A word-for-word transcript of every entry is required.

Material for the task:
──────
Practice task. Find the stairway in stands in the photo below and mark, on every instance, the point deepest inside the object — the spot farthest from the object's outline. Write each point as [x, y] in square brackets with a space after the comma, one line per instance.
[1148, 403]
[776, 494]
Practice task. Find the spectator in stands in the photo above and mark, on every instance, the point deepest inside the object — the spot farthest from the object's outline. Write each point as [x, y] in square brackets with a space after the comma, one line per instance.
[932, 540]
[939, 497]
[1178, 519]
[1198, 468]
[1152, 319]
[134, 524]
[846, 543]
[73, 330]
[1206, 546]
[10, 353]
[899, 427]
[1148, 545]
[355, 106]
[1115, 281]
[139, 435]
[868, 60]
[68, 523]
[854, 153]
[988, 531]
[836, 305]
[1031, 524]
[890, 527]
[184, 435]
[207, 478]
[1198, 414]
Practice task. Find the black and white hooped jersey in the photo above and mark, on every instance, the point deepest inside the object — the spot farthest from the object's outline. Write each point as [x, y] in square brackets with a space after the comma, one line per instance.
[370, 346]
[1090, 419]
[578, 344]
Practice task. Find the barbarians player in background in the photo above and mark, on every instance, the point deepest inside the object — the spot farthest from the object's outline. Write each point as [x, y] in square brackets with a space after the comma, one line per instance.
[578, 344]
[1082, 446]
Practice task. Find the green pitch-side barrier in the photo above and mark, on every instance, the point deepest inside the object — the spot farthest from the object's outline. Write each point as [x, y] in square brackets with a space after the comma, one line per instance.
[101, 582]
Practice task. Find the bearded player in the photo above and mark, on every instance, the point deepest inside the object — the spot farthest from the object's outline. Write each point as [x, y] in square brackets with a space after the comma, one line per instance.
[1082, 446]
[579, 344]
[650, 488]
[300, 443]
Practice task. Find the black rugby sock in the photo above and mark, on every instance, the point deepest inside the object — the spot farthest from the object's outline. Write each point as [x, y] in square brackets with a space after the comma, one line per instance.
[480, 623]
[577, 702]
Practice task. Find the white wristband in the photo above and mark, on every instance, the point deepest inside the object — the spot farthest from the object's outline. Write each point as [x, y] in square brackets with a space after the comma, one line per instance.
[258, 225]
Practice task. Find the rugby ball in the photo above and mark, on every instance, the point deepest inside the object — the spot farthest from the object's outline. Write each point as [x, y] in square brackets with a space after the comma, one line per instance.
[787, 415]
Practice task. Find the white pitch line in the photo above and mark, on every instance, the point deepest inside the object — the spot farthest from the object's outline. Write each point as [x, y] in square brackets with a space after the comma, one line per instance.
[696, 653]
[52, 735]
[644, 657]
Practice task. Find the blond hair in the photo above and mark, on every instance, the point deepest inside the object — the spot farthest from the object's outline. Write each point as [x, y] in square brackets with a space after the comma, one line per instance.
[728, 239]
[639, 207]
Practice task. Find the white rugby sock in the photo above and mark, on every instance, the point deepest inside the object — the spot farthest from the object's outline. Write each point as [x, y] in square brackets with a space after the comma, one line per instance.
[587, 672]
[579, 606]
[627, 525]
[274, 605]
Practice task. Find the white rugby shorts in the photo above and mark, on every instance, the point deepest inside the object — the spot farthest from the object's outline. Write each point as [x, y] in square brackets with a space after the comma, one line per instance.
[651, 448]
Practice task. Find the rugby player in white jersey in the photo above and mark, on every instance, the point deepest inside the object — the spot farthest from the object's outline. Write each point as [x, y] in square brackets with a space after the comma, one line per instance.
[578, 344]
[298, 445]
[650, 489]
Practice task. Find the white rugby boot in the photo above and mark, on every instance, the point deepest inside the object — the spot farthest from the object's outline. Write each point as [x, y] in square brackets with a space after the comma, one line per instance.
──────
Answer:
Practice task. Find the stairway in stands in the photo below and mark, on every instance, the point deepest inside the object — the spot farthest from the object's outline. Write each point as [x, y] in square brackets with a space after the comma, one line per instance.
[1148, 403]
[776, 494]
Practice task. Find the spectator in stands in the photo above and mark, on every instance, the point deepest inside the object — the spot farthest from the object's outline. Write each point as [x, y] in square brackets with a space after the comma, one line per instance.
[932, 540]
[939, 497]
[1178, 519]
[1198, 468]
[1152, 319]
[134, 524]
[846, 543]
[73, 330]
[1206, 546]
[10, 353]
[899, 427]
[1148, 545]
[355, 106]
[1115, 281]
[139, 435]
[868, 60]
[68, 523]
[854, 153]
[988, 531]
[836, 305]
[1031, 524]
[890, 527]
[184, 435]
[207, 478]
[1198, 414]
Practice task. Find the black and white hooped jersey in the photo above and mark, on every instance, the point deepest inside the object — the spot farthest from the object's outline. Write each point as [x, y] in square brackets with a space after the comma, one line per instance.
[370, 346]
[1090, 419]
[578, 344]
Practice task. Find the barbarians player in background in the photo above and mark, on every instance, the point deepest inside the object — the spot farthest from the object's outline. Write each point as [x, y] in square brackets with a space after the comma, one line per instance.
[578, 344]
[1082, 446]
Practice task. Find the green pitch-side barrier in the photo above and mark, on every instance, the point deepest inside the object — the spot farthest from the object's outline. Write each point as [x, y] in square brackets with a space after the comma, one line per instance.
[101, 582]
Practice task. Find the bearded player in the photo above and mark, on every instance, the point deepest inside the object — the spot farthest from the object's outline. Write each point as [x, y] in square brackets with a space after the comma, one line per instance.
[1082, 446]
[579, 344]
[650, 488]
[300, 443]
Practice task. Find the black rugby sock in the photo above and mark, on every instance, the point deepest inside the object — the spot farthest from the object's outline. Write each point as [x, y] in square brackets with a space after the comma, one line per instance.
[480, 623]
[577, 702]
Practice task. Find the white wristband in the photo above and mark, on every instance, the point deepest inside the object — the spot farthest from the object's outline. Write each point as [x, y] in square brackets with a space after the comma, one line per instance.
[258, 225]
Practice task. Find the rugby ball in the photo above and mark, on every instance, the point deepest inside the object — the spot farthest from the object's outline. Write each point as [x, y] in square brackets with a space after the comma, one line per instance.
[787, 415]
Practice task. Find the white pitch line in the photo above and mark, on every instance, the point deepest inside the object — the spot farthest from the object's outline. Write each point as [x, y] in square brackets with a space after the comma, one line per instance.
[696, 653]
[52, 735]
[644, 657]
Practice task. Find the blond hair in the photo above and mark, on every instance, the point deepest inside the object — the spot farthest from the object's outline. Write each point as [x, y] in square brackets with a space after the comma, one line per instance.
[728, 239]
[639, 207]
Practice task. Find the white rugby sock in the photo above and mark, on every instance, the point deepest inside the object — the spot farthest from the object's outline. Write each point as [x, y] in square brackets with a space after the comma, one line per instance.
[587, 672]
[579, 606]
[627, 525]
[274, 605]
Practice task. Find the white rugby shorts in the photo above and mark, on every instance, the point deepest inside the object — the spot farthest from the object's outline. Write each point as [x, y] in square brackets with a space after the comma, one line per instance.
[651, 448]
Practice task. Find the rugby player in white jersey in the photo above and mark, on every instance, the point deepest inside the object — the spot farthest from the object's outline. Write each point as [x, y] in square brackets with a space after the comma, one line per instance.
[578, 344]
[298, 445]
[650, 489]
Practice task. Find the white rugby boot in the photo above and mark, on every instance, the point deepest inside the object — the spot farthest from the object's outline. Write each point as [x, y] in square brackets with a space after the comma, one line per instance.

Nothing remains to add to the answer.